<<<<

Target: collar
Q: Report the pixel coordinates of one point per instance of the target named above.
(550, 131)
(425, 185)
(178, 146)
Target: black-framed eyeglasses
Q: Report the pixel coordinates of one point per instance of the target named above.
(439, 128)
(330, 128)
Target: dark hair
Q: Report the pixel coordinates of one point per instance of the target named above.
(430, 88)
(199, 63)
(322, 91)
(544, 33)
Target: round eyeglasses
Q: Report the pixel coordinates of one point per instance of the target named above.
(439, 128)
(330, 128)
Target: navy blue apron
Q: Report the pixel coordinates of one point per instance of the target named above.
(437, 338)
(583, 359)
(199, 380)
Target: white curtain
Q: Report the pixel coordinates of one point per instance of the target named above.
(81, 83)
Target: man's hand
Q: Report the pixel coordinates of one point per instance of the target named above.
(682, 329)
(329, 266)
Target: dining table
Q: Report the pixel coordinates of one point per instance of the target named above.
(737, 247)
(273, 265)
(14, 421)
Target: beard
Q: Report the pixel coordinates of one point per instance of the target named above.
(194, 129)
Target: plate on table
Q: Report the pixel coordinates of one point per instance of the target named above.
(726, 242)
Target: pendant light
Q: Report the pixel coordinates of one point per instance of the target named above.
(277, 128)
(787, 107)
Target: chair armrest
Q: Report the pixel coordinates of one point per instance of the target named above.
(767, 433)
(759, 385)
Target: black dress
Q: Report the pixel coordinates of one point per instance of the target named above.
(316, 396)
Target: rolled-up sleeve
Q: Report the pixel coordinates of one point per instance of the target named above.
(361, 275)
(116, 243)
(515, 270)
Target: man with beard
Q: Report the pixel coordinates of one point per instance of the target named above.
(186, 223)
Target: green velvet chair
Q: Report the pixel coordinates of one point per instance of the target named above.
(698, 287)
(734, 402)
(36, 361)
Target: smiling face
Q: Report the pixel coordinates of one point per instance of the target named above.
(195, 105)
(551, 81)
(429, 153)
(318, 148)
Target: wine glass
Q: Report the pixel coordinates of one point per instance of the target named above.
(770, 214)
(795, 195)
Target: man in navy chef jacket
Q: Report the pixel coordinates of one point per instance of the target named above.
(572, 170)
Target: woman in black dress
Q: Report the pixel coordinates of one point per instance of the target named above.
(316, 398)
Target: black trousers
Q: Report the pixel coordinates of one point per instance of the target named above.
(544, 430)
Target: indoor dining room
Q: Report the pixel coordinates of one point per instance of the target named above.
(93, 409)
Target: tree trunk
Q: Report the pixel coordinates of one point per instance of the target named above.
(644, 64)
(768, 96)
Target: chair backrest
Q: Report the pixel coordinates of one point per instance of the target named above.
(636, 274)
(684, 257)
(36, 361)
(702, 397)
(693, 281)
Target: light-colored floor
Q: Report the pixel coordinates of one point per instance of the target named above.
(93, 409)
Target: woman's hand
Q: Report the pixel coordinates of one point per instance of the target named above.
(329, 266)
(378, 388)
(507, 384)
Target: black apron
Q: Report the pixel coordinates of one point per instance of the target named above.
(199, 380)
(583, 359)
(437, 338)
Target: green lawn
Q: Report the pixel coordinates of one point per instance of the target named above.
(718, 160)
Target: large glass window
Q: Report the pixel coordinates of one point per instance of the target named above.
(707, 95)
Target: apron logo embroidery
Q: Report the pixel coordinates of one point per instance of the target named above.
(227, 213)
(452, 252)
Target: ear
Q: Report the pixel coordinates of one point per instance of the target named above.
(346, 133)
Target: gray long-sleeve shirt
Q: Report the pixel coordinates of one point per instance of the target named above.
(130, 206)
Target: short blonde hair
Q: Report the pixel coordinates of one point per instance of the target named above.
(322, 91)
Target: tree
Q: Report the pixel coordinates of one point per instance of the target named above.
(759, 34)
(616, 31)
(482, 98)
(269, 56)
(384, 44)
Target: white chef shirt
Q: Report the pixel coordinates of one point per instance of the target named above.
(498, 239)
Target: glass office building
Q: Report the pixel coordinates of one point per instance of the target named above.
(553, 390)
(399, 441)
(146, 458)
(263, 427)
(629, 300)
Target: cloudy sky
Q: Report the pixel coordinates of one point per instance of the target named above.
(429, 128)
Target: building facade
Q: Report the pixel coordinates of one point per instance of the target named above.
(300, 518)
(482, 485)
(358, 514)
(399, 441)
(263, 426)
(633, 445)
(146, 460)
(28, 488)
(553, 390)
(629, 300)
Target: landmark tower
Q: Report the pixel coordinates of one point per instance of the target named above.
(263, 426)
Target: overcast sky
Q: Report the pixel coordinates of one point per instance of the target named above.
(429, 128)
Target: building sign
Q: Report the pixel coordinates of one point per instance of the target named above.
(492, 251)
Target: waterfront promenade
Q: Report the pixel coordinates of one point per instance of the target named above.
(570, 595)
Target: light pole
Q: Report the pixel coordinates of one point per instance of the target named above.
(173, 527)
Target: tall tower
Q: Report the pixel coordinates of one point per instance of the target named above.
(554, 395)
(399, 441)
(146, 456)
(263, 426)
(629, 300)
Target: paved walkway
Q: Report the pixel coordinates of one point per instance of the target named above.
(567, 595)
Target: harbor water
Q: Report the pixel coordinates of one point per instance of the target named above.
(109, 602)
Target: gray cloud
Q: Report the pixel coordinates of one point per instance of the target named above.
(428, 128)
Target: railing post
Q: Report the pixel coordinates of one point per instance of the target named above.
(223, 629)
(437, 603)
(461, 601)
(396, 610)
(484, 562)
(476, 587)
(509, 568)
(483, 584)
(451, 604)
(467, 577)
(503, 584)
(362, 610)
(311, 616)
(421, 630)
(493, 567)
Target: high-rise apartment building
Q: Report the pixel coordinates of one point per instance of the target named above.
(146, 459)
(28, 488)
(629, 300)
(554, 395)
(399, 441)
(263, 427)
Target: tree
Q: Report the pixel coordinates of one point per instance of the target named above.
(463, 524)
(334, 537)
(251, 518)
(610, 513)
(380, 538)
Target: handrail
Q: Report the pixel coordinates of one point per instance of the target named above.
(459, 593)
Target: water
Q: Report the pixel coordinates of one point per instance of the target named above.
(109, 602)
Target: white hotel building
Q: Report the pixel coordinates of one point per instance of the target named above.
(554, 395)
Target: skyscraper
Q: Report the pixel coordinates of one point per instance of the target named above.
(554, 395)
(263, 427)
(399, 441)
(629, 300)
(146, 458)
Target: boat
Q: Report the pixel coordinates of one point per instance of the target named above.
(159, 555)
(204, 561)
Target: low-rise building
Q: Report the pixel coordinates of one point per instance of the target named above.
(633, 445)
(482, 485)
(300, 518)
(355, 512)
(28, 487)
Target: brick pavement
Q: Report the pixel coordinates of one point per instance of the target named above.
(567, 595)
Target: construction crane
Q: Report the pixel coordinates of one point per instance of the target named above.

>>>>

> Direction:
Return the full listing, character for character.

> The reply:
Target: collar
Q: Report the pixel coordinates of one point per instance of the target named above.
(550, 131)
(425, 185)
(178, 146)
Target: black-framed eyeglasses
Q: Report the pixel coordinates of one point per instance of the target named above.
(439, 128)
(330, 128)
Target: dark hair
Q: Report the pixel coordinates of one point per instance of the target named above.
(430, 88)
(199, 63)
(322, 91)
(544, 33)
Target: round eyeglasses
Q: Report the pixel coordinates of one point per instance of the target named above.
(439, 128)
(330, 128)
Target: navy blue apron
Q: Report the pixel coordinates of one point per instance of the target named above.
(437, 338)
(583, 359)
(199, 380)
Target: white curtain
Q: Report the pixel coordinates of one point per instance of the target named above.
(81, 83)
Target: man's hand
Q: Report the pixel coordinates of one point per instance of the target named above.
(682, 329)
(329, 266)
Target: dining table
Q: Report the pixel coordinates of one point per instance of the target named above.
(737, 247)
(273, 265)
(14, 421)
Target: beard
Q: Report the pixel coordinates of one point per instance of the target named above.
(194, 129)
Target: plate on table
Q: Report the pixel coordinates of one point per instance of the target named above.
(726, 242)
Target: pendant light
Q: Report the pixel coordinates of one point per instance of the target named above.
(277, 128)
(787, 107)
Target: chair armrest
Q: Report the pixel coordinates of one point per instance of the target named above.
(767, 433)
(759, 385)
Target: black dress
Q: Report the pixel coordinates of one point per instance of the target named above.
(316, 396)
Target: rolled-up sleeve
Q: Report the pixel coordinates of one point per instance of the target named above.
(361, 275)
(116, 243)
(515, 270)
Target: man with beard
Q: Report the pixel coordinates of one point per instance of the target named above.
(186, 223)
Target: green velvet chair
Q: Report the pixel coordinates of one point per instance of the target named above.
(698, 287)
(734, 402)
(36, 361)
Target: smiling face
Q: Report the pixel coordinates of one point per instance of the target named above.
(195, 105)
(551, 81)
(429, 153)
(318, 148)
Target: wine glass
Q: Report the pixel coordinates of one point per instance of the target named above.
(770, 214)
(795, 195)
Target: man in navy chef jacket
Q: Report the pixel coordinates of one point per instance of the target named above.
(572, 170)
Target: woman in black dress
Q: Report the pixel coordinates of one point per instance of the target named above.
(316, 398)
Target: black trousers
Q: Report the pixel coordinates of one point per instance of the target named above.
(544, 430)
Target: indoor dining room
Q: Report the pixel coordinates of one point per instance of the target named above.
(93, 409)
Target: tree trunk
Q: Report the pixel coordinates of one point per instance of the target named above.
(644, 64)
(768, 96)
Target: chair backrest
Q: Report the pixel coordinates of one point per instance of the target named above.
(636, 274)
(684, 257)
(36, 361)
(702, 397)
(693, 281)
Target: light-colored floor
Q: Report the pixel coordinates of one point per instance of the target named above.
(93, 409)
Target: woman's hand
Q: Report the pixel coordinates of one point per instance of the target named above.
(329, 266)
(378, 388)
(507, 384)
Target: black apron
Q: Report the pixel coordinates of one point per instance of the target named above.
(199, 380)
(583, 359)
(437, 338)
Target: green lawn
Q: Report the pixel coordinates of one point per instance of the target named above.
(718, 160)
Target: large glass window
Q: Report the pixel coordinates of one point per instance of the target named above.
(707, 95)
Target: apron logo embroidery
Q: Report the pixel coordinates of one point per instance of the target named above.
(227, 213)
(452, 252)
Target: ear
Q: Report the pixel coordinates of one point per instance of the target named above.
(346, 133)
Target: gray long-sleeve shirt
Q: Report the pixel coordinates of one point per instance of the target named above.
(130, 206)
Target: short blonde hair
Q: Report the pixel coordinates of one point per instance of the target named above.
(322, 91)
Target: tree
Q: Report the pixel coordinates of one point per instance of the target named above.
(759, 34)
(616, 31)
(482, 98)
(269, 56)
(384, 44)
Target: white chef shirt
Q: Report the pixel coordinates of one point per instance of the target named above.
(498, 239)
Target: glass office building
Q: Report the pixel coordinates of one point per instance of the target named above.
(553, 390)
(399, 441)
(146, 458)
(263, 427)
(629, 300)
Target: cloudy sky
Q: Report the pixel coordinates of one point per instance of the target named above.
(429, 128)
Target: building facade
Q: Report the pixel coordinates of one point per instance of the target named above.
(300, 518)
(482, 485)
(358, 514)
(399, 441)
(263, 426)
(633, 445)
(146, 460)
(28, 488)
(553, 390)
(629, 300)
Target: landmark tower
Q: Report the pixel coordinates of one point per instance of the target named above.
(263, 426)
Target: overcast sky
Q: Report the pixel coordinates of one point per instance of the target named above.
(429, 128)
Target: building sign
Q: Report the pixel coordinates of one point per instance of the target named above.
(492, 251)
Target: waterfront promenade
Q: Report the pixel coordinates of one point per instance of the target named above.
(570, 595)
Target: light pole
Q: Report the pixel coordinates of one point per instance of the target named above.
(173, 527)
Target: tall tower
Q: Report the pixel coordinates of one point per instance of the target named above.
(554, 395)
(399, 441)
(146, 456)
(263, 426)
(629, 300)
Target: paved walkway
Q: Report the pixel coordinates of one point per instance of the target named above.
(567, 595)
Target: harbor water
Q: Report the pixel coordinates of one point per instance of the target named above.
(109, 602)
Target: gray cloud
Q: Report the pixel coordinates of one point per instance of the target named above.
(428, 128)
Target: railing post
Q: Report the pixel coordinates of one point per instance of the target named above.
(223, 629)
(437, 603)
(461, 601)
(396, 610)
(484, 562)
(476, 587)
(509, 568)
(483, 584)
(451, 604)
(467, 577)
(503, 584)
(362, 610)
(311, 616)
(421, 630)
(493, 567)
Target: high-rise apartment building
Q: Report the pixel coordinates of one point per instance of the target named above.
(146, 459)
(28, 488)
(629, 300)
(554, 395)
(399, 441)
(263, 427)
Target: tree
Q: Report the pixel coordinates of one point per instance of the target named above.
(463, 524)
(334, 537)
(251, 518)
(610, 513)
(380, 538)
Target: handrail
Q: Report the pixel coordinates of one point per instance of the target named above.
(459, 593)
Target: water
Q: Report the pixel coordinates of one point per instance of the target named above.
(109, 602)
Target: white hotel building
Q: Report the pixel coordinates of one point per instance of the target named above.
(554, 395)
Target: skyscraper
Q: Report the pixel coordinates of one point per instance of the target named above.
(554, 395)
(263, 427)
(399, 441)
(629, 300)
(146, 458)
Target: boat
Q: Report the pixel coordinates of one point per instance of the target named above.
(159, 555)
(204, 561)
Target: low-rise building
Q: Report the pixel coordinates of one point per instance of the target named above.
(633, 445)
(482, 485)
(300, 518)
(355, 512)
(28, 487)
Target: brick pavement
Q: Report the pixel coordinates of one point per instance of the target named above.
(567, 595)
Target: construction crane
Q: Report the pixel coordinates of one point per instance of the target named above.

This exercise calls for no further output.